- _WHAT IS BEING ASKED_: Turn all of the entries below into a numbered list, skipping any blank lines. Leave the pictures out of your answer.

Records
========
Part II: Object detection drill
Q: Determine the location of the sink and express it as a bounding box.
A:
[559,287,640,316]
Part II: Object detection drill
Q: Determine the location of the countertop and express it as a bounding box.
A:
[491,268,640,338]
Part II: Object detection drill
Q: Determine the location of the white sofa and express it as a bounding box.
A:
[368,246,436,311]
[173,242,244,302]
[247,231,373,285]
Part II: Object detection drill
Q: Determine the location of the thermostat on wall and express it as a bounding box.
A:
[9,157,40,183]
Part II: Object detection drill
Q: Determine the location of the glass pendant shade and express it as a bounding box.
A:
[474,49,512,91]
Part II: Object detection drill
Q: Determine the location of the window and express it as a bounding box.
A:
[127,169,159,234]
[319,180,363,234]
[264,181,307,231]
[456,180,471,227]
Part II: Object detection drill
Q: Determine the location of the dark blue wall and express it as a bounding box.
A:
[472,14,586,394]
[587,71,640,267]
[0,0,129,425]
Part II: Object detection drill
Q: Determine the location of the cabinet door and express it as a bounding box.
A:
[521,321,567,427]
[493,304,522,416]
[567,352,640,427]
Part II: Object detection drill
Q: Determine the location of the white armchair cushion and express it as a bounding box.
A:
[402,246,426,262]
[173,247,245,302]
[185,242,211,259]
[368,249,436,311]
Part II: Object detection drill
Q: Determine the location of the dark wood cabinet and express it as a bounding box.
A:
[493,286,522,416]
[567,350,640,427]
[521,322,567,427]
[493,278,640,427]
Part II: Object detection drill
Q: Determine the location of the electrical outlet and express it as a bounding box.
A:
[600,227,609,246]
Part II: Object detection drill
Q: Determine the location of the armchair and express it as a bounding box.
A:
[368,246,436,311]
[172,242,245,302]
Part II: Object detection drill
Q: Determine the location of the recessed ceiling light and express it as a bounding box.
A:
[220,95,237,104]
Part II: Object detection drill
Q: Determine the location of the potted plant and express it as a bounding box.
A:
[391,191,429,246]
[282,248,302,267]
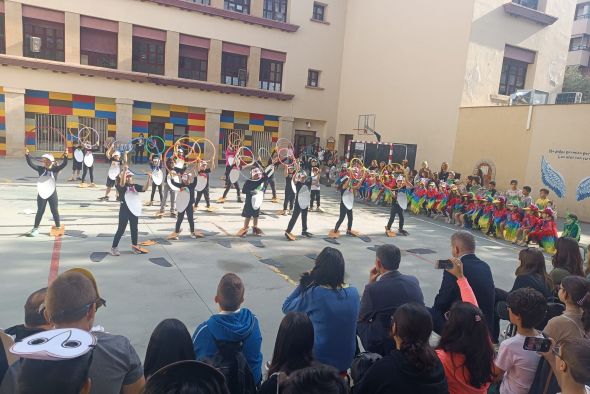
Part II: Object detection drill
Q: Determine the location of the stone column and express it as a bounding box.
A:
[117,22,133,71]
[4,0,23,56]
[246,47,262,89]
[164,31,180,78]
[4,87,25,157]
[207,40,223,83]
[64,12,80,64]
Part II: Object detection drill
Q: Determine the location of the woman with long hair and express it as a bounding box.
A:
========
- _ANSWER TO THIS PROBLEM_:
1. Part II: Object detection drill
2. Q: Determine the location of the sink and express it as a bounding box.
3. A:
4. [559,287,640,316]
5. Part II: Object detection drill
6. Q: Determine the location of the countertop and express it as a bounding box.
7. A:
8. [491,268,640,338]
9. Part II: Object detection drill
10. Q: Determine the location of the white sofa and express it as a bounding box.
11. A:
12. [368,246,436,311]
13. [173,242,244,302]
14. [247,231,373,285]
15. Part II: Object detection drill
16. Q: Determine the location of the thermostat on wall and express it as a bounding box.
17. A:
18. [9,157,40,183]
19. Part II: Object detection drill
20. Q: Determine the location of the glass pendant shade and express it as a bounding box.
21. A:
22. [474,49,512,91]
23. Part II: Object detection drill
24. Q: Determine the location of the window and express it as a bounding box.
25. A:
26. [127,169,159,234]
27. [319,180,363,234]
28. [264,181,307,231]
29. [456,180,471,227]
30. Part II: Object detection drill
31. Q: Determine the location of the dark blue wall and express it as a bounding box.
32. A:
33. [472,14,586,394]
34. [587,71,640,267]
35. [0,0,129,425]
36. Part II: Object detection drill
37. Q: Determine the location of the cabinet door and express it as a bounding box.
38. A:
39. [521,321,567,427]
40. [493,304,522,416]
41. [567,352,640,427]
42. Part II: Object detection drill
43. Q: Determine the location of the white armchair cushion and express it as a bounding box.
44. A:
45. [402,246,426,262]
46. [173,247,245,302]
47. [185,242,211,259]
48. [368,249,436,311]
49. Part II: Object detection drill
50. Q: Determine the location of the dark wood cabinet and express it as a bounding box.
51. A:
52. [493,286,522,416]
53. [567,350,640,427]
54. [521,322,567,427]
55. [493,278,640,427]
56. Part II: Object detection drill
57. Q: Determine the location of the electrical outlet and express it as a bounding box.
58. A:
59. [600,227,609,246]
60. Part II: Object detection drill
61. Q: Determine the location of the armchair and express it as a bounding box.
62. A:
63. [368,246,436,311]
64. [172,242,245,302]
65. Part II: Object detection drill
66. Q: Determine the location of the recessed ceiling light and express it as a bounding box.
67. A:
68. [220,95,237,104]
69. Part II: Object detection drill
70. Q: Determine the location of the potted plant and express it as a bounding box.
71. A:
72. [391,191,429,246]
73. [282,248,302,267]
74. Part II: Object detection drill
75. Q: Determine the location of the stone column and express it as a bounding box.
76. A:
77. [117,22,133,71]
78. [4,0,23,56]
79. [246,47,262,89]
80. [164,31,180,78]
81. [4,87,25,157]
82. [207,40,223,83]
83. [64,12,80,64]
84. Part II: Object detection drill
85. Q: Determine the location of the woman with long hair and express it as a bounding box.
86. A:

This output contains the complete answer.